## Document section

QUOTE(HereToLearn @ Dec 29 2020, 02:52 PM)
Extreme bearish due to moratorium fear of NPL successfully pushed the banks to super cheap valuation (at least to me). Was thinking if gloves would face the same extreme bearishness that open opportunities for value buys. IF Topglov drops to a 2023 forward PE of 5-6, it should be at about 1.7-1.9.
Current 2023 forward PE for Topglov is about 18.6. 2023 is used because earnings would have normalized in 2023 and stops dropping after that
The main issue is always ASP.
Nobody knows how future ASP will be post pandemic, or when covid become under control or manageable time.
An industry with profit margin of 50% which doesn't have entry barrier is like sugar that certainly attracts lot of ants, many new comers are eager to join the industry as well as massive expansion plan from existing players that may eventually normalise the ASP.
Business is always like that. Last time oil price high, all flock into O&G until now oversupply.
Mask is the example we are looking at.
Difference : Mask takes months to install production line. Gloves takes year.
But I don't expect those glove share price drops to pre-covid level.
Their share price likely to stablise at some point as they still have strong fundamental, they are not like those pure goreng penny stocks.
I guess need to look for TA in term of finding entry point, when the falling knife pattern stops.

## Available data
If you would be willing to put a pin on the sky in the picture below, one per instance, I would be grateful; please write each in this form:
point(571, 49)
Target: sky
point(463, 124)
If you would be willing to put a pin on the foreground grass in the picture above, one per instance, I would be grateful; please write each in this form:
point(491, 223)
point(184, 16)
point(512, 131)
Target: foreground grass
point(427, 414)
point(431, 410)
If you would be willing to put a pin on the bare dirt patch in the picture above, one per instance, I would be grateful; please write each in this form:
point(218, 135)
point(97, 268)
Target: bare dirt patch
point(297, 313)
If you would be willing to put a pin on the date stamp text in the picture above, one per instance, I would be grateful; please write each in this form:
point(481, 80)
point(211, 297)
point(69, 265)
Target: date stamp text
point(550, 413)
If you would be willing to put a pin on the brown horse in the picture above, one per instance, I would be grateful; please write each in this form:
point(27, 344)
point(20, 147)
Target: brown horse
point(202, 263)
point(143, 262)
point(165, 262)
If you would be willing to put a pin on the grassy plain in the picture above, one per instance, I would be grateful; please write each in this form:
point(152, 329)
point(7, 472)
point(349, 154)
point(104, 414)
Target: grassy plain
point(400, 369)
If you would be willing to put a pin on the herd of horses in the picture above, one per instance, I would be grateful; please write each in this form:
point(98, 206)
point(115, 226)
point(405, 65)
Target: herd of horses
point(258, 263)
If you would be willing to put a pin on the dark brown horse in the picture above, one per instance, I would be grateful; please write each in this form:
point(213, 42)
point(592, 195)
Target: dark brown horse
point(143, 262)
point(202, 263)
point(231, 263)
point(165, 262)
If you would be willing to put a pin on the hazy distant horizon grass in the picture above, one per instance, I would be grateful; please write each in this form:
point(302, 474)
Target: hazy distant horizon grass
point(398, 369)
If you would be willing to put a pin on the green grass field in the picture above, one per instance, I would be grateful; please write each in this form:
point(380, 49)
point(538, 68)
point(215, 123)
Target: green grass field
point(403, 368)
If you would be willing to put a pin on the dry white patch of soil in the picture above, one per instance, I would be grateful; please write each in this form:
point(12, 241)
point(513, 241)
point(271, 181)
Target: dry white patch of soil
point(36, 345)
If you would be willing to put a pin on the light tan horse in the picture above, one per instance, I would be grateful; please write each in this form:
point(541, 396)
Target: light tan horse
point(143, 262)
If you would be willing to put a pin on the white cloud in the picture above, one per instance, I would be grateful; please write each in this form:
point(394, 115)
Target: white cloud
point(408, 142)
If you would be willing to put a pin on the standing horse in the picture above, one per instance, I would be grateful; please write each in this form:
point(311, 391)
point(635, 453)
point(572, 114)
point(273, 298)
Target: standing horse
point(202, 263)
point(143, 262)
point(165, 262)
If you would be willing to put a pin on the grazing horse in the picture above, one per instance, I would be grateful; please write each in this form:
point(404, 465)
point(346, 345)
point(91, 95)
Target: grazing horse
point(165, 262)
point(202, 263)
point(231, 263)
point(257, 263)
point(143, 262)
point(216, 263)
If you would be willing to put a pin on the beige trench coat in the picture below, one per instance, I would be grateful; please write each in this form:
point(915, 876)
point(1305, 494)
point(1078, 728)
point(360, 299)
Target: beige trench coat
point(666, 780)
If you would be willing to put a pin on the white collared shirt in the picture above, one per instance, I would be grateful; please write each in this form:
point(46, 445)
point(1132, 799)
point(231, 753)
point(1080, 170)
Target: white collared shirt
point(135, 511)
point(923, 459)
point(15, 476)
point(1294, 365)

## Set of tasks
a) Repeat the stretch of the forum post about glove stocks from "QUOTE(HereToLearn @ Dec" through "normalise the ASP.", swapping "ASP" for "average selling price".
b) According to the forum post about glove stocks, what is the current 2023 forward PE for Topglov?
Rely only on the forum post about glove stocks.

## Answers to this exercise
a)
QUOTE(HereToLearn @ Dec 29 2020, 02:52 PM)
Extreme bearish due to moratorium fear of NPL successfully pushed the banks to super cheap valuation (at least to me). Was thinking if gloves would face the same extreme bearishness that open opportunities for value buys. IF Topglov drops to a 2023 forward PE of 5-6, it should be at about 1.7-1.9.
Current 2023 forward PE for Topglov is about 18.6. 2023 is used because earnings would have normalized in 2023 and stops dropping after that
The main issue is always average selling price.
Nobody knows how future average selling price will be post pandemic, or when covid become under control or manageable time.
An industry with profit margin of 50% which doesn't have entry barrier is like sugar that certainly attracts lot of ants, many new comers are eager to join the industry as well as massive expansion plan from existing players that may eventually normalise the average selling price.

b) About 18.6.